(Erfasste Daten)
═══
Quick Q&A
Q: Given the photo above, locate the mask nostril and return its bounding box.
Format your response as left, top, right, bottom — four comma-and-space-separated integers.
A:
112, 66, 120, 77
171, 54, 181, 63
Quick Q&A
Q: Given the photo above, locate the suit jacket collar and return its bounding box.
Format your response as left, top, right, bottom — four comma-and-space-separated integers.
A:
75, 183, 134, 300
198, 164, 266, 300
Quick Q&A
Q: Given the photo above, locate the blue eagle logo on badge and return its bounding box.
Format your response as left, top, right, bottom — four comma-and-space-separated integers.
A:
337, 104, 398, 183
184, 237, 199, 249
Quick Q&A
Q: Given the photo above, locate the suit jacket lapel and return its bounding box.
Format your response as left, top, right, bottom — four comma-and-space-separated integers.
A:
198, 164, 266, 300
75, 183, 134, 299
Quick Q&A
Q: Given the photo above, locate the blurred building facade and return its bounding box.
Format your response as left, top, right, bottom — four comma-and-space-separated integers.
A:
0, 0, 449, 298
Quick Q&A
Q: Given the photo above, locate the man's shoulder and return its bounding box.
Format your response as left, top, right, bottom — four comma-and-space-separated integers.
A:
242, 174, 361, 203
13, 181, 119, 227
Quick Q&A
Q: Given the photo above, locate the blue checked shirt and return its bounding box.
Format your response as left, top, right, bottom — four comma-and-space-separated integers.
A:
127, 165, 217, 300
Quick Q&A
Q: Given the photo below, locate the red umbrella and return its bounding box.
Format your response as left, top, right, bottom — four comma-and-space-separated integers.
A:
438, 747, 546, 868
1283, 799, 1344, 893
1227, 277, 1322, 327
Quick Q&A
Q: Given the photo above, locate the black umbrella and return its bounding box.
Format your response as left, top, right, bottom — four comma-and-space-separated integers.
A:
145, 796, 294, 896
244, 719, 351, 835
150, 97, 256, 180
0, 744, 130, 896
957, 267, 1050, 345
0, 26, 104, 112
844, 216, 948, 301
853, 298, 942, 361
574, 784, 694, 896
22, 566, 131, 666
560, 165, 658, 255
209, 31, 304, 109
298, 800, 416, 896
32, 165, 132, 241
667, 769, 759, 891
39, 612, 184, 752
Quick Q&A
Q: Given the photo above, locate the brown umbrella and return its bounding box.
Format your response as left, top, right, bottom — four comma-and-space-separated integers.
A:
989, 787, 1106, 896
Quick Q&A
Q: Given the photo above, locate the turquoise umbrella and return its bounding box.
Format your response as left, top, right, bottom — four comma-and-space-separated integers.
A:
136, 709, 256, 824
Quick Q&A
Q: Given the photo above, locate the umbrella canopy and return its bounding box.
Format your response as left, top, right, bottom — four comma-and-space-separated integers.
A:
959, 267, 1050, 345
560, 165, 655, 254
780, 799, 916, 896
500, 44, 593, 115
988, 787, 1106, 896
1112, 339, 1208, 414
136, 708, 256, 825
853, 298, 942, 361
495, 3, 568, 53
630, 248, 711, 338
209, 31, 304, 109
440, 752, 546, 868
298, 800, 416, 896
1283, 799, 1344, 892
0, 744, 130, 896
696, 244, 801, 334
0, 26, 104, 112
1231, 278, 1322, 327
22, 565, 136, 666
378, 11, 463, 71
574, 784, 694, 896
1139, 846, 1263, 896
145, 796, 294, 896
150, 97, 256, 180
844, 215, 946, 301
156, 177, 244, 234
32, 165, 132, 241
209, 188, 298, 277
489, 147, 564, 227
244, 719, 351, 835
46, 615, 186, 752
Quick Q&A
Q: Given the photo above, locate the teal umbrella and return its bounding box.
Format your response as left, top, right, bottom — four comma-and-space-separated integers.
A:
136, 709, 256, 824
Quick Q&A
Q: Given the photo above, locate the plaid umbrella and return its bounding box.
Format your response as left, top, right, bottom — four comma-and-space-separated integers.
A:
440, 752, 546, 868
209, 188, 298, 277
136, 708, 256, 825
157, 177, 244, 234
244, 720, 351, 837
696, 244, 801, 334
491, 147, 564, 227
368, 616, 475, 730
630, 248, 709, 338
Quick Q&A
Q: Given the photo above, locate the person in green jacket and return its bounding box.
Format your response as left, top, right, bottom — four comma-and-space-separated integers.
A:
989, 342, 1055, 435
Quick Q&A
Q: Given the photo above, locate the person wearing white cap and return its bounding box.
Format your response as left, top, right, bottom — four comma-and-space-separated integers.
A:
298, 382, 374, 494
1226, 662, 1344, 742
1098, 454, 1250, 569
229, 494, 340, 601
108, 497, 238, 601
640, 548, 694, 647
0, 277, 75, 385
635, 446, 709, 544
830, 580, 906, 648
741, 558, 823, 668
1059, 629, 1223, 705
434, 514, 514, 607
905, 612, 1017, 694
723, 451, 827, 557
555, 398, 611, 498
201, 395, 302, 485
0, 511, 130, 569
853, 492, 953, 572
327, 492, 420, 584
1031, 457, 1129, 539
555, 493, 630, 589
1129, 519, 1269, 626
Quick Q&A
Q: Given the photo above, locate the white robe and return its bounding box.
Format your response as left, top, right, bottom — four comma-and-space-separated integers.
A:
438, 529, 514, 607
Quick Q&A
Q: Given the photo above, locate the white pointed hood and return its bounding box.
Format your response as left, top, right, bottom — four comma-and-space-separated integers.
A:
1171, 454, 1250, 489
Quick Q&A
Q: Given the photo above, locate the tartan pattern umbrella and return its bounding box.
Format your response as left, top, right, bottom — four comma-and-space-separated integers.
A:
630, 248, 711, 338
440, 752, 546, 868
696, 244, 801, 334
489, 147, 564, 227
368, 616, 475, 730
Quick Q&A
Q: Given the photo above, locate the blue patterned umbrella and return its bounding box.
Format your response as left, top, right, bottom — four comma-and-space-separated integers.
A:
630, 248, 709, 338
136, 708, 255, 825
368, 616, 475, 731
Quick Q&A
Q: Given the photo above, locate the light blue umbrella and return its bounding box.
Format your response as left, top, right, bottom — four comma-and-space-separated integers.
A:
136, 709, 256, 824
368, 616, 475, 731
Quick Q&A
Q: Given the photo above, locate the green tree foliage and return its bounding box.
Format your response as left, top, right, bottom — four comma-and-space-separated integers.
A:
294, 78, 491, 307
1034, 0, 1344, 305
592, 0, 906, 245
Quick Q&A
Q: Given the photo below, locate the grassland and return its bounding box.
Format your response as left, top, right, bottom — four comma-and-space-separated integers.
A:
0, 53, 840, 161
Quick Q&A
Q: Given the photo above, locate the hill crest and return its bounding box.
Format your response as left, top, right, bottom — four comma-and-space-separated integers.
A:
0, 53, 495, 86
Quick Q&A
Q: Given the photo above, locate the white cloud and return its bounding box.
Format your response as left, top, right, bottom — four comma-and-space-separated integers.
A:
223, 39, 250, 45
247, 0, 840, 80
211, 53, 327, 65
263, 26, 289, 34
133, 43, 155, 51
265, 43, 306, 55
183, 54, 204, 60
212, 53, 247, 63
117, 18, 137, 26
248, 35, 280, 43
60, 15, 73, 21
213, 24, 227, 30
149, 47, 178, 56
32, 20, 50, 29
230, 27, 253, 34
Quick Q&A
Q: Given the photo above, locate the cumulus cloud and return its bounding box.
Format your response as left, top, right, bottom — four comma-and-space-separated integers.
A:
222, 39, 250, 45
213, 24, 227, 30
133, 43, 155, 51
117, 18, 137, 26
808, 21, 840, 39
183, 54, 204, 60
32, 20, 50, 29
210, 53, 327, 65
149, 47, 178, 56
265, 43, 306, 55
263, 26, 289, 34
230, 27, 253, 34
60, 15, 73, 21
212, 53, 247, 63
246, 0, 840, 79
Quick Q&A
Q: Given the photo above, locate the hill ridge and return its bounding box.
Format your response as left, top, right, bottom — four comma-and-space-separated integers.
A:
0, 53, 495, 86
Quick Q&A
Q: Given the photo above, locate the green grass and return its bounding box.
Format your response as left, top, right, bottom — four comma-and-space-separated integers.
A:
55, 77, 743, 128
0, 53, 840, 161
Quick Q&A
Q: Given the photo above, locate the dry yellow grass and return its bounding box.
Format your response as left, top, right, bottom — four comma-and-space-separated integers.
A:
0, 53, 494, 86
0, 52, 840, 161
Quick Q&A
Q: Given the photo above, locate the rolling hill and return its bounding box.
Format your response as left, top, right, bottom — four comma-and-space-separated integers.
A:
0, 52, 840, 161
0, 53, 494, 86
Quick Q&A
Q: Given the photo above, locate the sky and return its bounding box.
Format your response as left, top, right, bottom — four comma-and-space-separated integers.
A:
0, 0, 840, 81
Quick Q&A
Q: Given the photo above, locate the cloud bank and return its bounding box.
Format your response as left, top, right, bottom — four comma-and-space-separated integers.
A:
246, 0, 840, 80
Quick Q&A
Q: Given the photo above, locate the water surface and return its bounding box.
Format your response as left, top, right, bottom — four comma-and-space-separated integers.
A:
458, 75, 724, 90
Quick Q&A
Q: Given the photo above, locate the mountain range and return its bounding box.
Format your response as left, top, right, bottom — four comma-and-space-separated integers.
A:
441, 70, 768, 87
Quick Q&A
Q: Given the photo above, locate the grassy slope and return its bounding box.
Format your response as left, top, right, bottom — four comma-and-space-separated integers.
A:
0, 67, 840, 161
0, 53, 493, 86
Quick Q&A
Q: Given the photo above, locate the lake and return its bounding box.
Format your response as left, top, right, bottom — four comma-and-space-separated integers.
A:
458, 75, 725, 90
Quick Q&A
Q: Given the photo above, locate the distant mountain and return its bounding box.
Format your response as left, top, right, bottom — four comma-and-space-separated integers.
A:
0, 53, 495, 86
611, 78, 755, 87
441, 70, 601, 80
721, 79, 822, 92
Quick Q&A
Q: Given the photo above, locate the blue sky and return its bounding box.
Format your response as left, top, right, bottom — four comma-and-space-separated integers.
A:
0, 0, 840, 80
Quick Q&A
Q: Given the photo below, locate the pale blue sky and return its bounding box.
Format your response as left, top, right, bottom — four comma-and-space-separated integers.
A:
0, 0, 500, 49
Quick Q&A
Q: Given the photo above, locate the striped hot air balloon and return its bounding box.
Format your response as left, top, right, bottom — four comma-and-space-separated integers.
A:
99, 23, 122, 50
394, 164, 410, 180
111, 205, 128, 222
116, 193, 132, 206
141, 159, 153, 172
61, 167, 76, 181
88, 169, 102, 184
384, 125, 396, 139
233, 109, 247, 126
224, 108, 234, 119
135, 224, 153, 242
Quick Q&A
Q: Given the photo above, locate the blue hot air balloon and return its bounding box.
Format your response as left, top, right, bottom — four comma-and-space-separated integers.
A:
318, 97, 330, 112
═══
■ Gestellte Aufgabe ■
Schreibe aus dem Material jede Zeile heraus, in der die Zeichenfolge „green“ vorkommt.

■ Ergebnis der Aufgabe ■
Q: Given the photo above, locate the person in green jacket and return its bounding box.
Q: Given the photo above, locate the green tree foliage and return its bounding box.
Q: Given the photo above, locate the green grass and return its bounding box.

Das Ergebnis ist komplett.